_WHAT THIS TASK INVOLVES:_ Give the number of lines in the records that include the word "green", and nothing besides.

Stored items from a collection
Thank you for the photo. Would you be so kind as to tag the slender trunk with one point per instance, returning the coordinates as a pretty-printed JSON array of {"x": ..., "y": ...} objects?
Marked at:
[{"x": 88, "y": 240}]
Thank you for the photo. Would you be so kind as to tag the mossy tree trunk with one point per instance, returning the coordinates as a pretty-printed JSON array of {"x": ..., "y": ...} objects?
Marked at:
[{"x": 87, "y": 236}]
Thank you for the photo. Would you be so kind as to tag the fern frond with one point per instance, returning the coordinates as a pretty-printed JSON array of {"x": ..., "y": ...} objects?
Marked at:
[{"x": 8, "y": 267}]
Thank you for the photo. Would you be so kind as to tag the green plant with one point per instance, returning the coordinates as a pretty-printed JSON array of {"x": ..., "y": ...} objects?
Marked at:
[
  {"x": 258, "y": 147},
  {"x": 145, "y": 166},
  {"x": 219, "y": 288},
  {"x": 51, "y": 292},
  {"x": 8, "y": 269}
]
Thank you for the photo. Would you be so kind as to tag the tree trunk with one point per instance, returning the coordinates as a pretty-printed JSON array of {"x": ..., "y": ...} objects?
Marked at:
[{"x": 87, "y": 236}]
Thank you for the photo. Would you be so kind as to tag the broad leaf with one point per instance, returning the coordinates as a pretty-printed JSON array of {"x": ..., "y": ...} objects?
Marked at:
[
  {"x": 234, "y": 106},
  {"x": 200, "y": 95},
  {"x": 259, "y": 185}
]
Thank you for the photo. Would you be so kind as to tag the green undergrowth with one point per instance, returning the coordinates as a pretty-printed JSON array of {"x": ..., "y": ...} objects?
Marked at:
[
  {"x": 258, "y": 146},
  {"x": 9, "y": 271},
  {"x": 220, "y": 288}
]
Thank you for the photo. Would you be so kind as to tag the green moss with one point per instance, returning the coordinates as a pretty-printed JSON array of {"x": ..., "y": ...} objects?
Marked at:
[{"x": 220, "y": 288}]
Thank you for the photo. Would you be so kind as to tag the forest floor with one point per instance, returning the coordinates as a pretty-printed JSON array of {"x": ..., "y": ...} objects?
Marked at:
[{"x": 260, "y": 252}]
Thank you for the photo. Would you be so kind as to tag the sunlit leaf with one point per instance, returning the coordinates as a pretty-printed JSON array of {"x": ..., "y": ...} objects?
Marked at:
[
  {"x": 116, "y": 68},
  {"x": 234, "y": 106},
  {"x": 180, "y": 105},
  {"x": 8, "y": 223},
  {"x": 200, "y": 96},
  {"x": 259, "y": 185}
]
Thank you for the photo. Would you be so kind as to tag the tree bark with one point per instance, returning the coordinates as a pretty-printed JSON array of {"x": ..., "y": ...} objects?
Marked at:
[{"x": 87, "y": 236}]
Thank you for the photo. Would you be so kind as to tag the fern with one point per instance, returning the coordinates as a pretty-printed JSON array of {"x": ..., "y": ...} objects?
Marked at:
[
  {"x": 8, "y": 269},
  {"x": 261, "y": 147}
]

_SOLUTION TO THE PROBLEM:_ 3